=== PAGE TEXT ===

Jalen Reynolds (born December 30, 1992) is an American professional basketball player for UNICS Kazan of the VTB United League. He played college basketball for Xavier University before playing professionally in Italy, Spain, Russia, China and Israel.

College career
Reynolds enrolled at Xavier University in 2012, after graduating from Brewster Academy. After being ruled ineligible, he sat out the 2012-13 season.

He was suspended indefinitely by Xavier in January 2014. 

Statistically, his best year was in 2014-15, his sophomore season, when Reynolds averaged 9.9 points and 6.1 rebounds a contest. He received BIG EAST Championship All-Tournament Team honors that year. In March 2015, a complaint was filed against him by another student, Reynolds was cleared in the matter in May. After averaging 9.6 points and 6.5 rebounds a game in the 2015-16 season, Reynolds declared for the 2016 NBA Draft, but went undrafted.

===

*WHAT THIS EXERCISE ASKS*
A: Translate this sentence from the Jalen Reynolds biography above into Spanish: "Reynolds enrolled at Xavier University in 2012, after graduating from Brewster Academy."
B: According to the Jalen Reynolds biography above, why did Reynolds sit out the 2012-13 season? Answer in one to three sentences.
C: List every country the Jalen Reynolds biography above names as a place where he played professionally.

=== INFORMATION SHOWN ===

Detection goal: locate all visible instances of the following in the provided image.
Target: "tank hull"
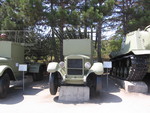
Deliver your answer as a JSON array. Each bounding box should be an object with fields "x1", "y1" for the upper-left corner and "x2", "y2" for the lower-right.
[{"x1": 110, "y1": 26, "x2": 150, "y2": 81}]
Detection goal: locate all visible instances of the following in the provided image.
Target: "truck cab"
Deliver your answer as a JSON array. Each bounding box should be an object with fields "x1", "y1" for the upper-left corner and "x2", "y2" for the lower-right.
[{"x1": 47, "y1": 39, "x2": 103, "y2": 95}]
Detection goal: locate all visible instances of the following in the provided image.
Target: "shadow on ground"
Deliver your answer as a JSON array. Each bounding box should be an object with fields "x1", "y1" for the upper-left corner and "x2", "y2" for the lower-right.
[
  {"x1": 54, "y1": 76, "x2": 122, "y2": 104},
  {"x1": 0, "y1": 77, "x2": 48, "y2": 105}
]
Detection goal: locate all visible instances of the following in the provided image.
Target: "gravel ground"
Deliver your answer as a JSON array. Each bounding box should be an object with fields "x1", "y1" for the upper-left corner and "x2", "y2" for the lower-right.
[{"x1": 0, "y1": 77, "x2": 150, "y2": 113}]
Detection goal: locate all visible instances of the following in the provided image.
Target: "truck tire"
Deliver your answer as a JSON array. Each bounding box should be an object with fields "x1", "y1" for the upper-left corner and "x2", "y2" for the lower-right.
[
  {"x1": 32, "y1": 66, "x2": 44, "y2": 81},
  {"x1": 0, "y1": 73, "x2": 10, "y2": 98},
  {"x1": 96, "y1": 76, "x2": 102, "y2": 94},
  {"x1": 49, "y1": 73, "x2": 58, "y2": 95}
]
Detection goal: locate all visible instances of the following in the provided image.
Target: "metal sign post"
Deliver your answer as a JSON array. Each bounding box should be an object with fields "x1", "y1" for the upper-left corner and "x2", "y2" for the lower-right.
[
  {"x1": 19, "y1": 64, "x2": 27, "y2": 91},
  {"x1": 103, "y1": 61, "x2": 112, "y2": 89}
]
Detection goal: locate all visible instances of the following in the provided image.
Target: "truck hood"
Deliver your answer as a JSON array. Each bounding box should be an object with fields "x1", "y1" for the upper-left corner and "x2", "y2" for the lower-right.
[{"x1": 0, "y1": 57, "x2": 8, "y2": 61}]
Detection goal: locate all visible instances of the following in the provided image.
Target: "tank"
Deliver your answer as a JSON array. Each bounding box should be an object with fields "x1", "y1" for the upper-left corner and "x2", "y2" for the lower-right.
[
  {"x1": 47, "y1": 39, "x2": 103, "y2": 95},
  {"x1": 110, "y1": 25, "x2": 150, "y2": 81}
]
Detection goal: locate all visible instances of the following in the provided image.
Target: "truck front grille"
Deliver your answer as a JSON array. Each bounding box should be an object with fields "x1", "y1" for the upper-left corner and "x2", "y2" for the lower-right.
[{"x1": 67, "y1": 59, "x2": 83, "y2": 75}]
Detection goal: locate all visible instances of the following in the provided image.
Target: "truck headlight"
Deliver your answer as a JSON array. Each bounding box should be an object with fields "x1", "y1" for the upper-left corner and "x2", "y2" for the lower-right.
[
  {"x1": 84, "y1": 62, "x2": 91, "y2": 69},
  {"x1": 59, "y1": 61, "x2": 65, "y2": 68}
]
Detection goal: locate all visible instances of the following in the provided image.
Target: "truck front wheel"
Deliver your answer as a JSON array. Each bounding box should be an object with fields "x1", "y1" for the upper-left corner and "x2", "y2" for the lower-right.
[
  {"x1": 0, "y1": 73, "x2": 10, "y2": 98},
  {"x1": 49, "y1": 73, "x2": 58, "y2": 95}
]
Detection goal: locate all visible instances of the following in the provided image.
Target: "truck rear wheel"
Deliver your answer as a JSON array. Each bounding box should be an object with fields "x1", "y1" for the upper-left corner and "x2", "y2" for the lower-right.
[
  {"x1": 49, "y1": 73, "x2": 58, "y2": 95},
  {"x1": 0, "y1": 73, "x2": 10, "y2": 98}
]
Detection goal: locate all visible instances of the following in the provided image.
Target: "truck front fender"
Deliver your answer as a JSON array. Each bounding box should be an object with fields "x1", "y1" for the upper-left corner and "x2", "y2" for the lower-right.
[
  {"x1": 88, "y1": 62, "x2": 104, "y2": 75},
  {"x1": 47, "y1": 62, "x2": 59, "y2": 73},
  {"x1": 0, "y1": 65, "x2": 12, "y2": 77}
]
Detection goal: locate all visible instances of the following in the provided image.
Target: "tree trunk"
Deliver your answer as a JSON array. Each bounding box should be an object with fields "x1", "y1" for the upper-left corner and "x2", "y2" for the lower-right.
[
  {"x1": 96, "y1": 22, "x2": 102, "y2": 62},
  {"x1": 60, "y1": 24, "x2": 64, "y2": 61},
  {"x1": 51, "y1": 0, "x2": 59, "y2": 61},
  {"x1": 52, "y1": 27, "x2": 59, "y2": 62}
]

===

*SET OF ANSWERS*
A: Reynolds se matriculó en la Universidad Xavier en 2012, después de graduarse de Brewster Academy.

B: Reynolds sat out the 2012-13 season because he had been ruled ineligible.

C: Italy, Spain, Russia, China, Israel